• **Exercise instructions**
An exact transcription of all the data is required, with every image removed.

Given records Block Start

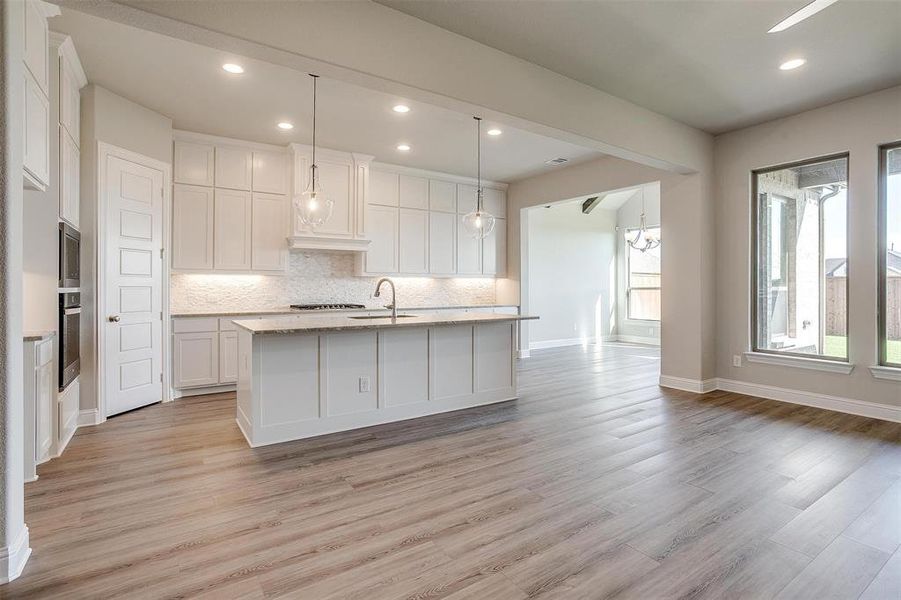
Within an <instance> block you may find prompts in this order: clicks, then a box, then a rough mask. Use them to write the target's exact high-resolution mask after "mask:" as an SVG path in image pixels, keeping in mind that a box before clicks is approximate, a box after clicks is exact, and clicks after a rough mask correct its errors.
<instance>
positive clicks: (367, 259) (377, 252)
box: [366, 206, 398, 273]
mask: <svg viewBox="0 0 901 600" xmlns="http://www.w3.org/2000/svg"><path fill="white" fill-rule="evenodd" d="M367 210H368V215H367V219H366V224H367V233H368V234H369V238H370V239H371V240H372V242H370V244H369V248H368V249H367V250H366V271H367V272H368V273H397V237H398V236H397V222H398V216H397V212H398V209H396V208H393V207H390V206H370V207H369V208H368V209H367Z"/></svg>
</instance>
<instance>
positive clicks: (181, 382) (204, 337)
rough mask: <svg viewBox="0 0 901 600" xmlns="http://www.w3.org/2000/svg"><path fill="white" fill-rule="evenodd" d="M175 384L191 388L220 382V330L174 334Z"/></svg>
mask: <svg viewBox="0 0 901 600" xmlns="http://www.w3.org/2000/svg"><path fill="white" fill-rule="evenodd" d="M172 354H173V362H174V369H173V370H174V378H173V386H174V387H176V388H189V387H198V386H209V385H218V384H219V332H218V331H204V332H197V333H176V334H175V335H174V336H173V352H172Z"/></svg>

Given records Block End

• **Output for this task**
Within an <instance> block you may find prompts in this order: clicks, then a box, then a rough mask. Use them to write the target's exact high-resolution mask after "mask:" as an SVG path in image pixels, keeping in mind that a box before clicks is approximate, a box after clicks is exact, and clicks after a rough mask correct its errors.
<instance>
positive clicks: (367, 259) (377, 252)
box: [366, 206, 398, 273]
mask: <svg viewBox="0 0 901 600" xmlns="http://www.w3.org/2000/svg"><path fill="white" fill-rule="evenodd" d="M367 210H368V215H367V219H366V224H367V233H368V234H369V238H370V239H371V240H372V242H370V244H369V248H368V249H367V250H366V271H367V272H368V273H397V237H398V236H397V222H398V216H397V212H398V209H396V208H393V207H390V206H370V207H369V208H368V209H367Z"/></svg>
</instance>
<instance>
positive clicks: (181, 382) (204, 337)
rough mask: <svg viewBox="0 0 901 600" xmlns="http://www.w3.org/2000/svg"><path fill="white" fill-rule="evenodd" d="M175 384L191 388L220 382V330L174 334Z"/></svg>
mask: <svg viewBox="0 0 901 600" xmlns="http://www.w3.org/2000/svg"><path fill="white" fill-rule="evenodd" d="M172 354H173V362H174V369H173V370H174V378H173V386H174V387H176V388H189V387H198V386H209V385H218V384H219V332H218V331H204V332H197V333H176V334H175V335H174V336H173V352H172Z"/></svg>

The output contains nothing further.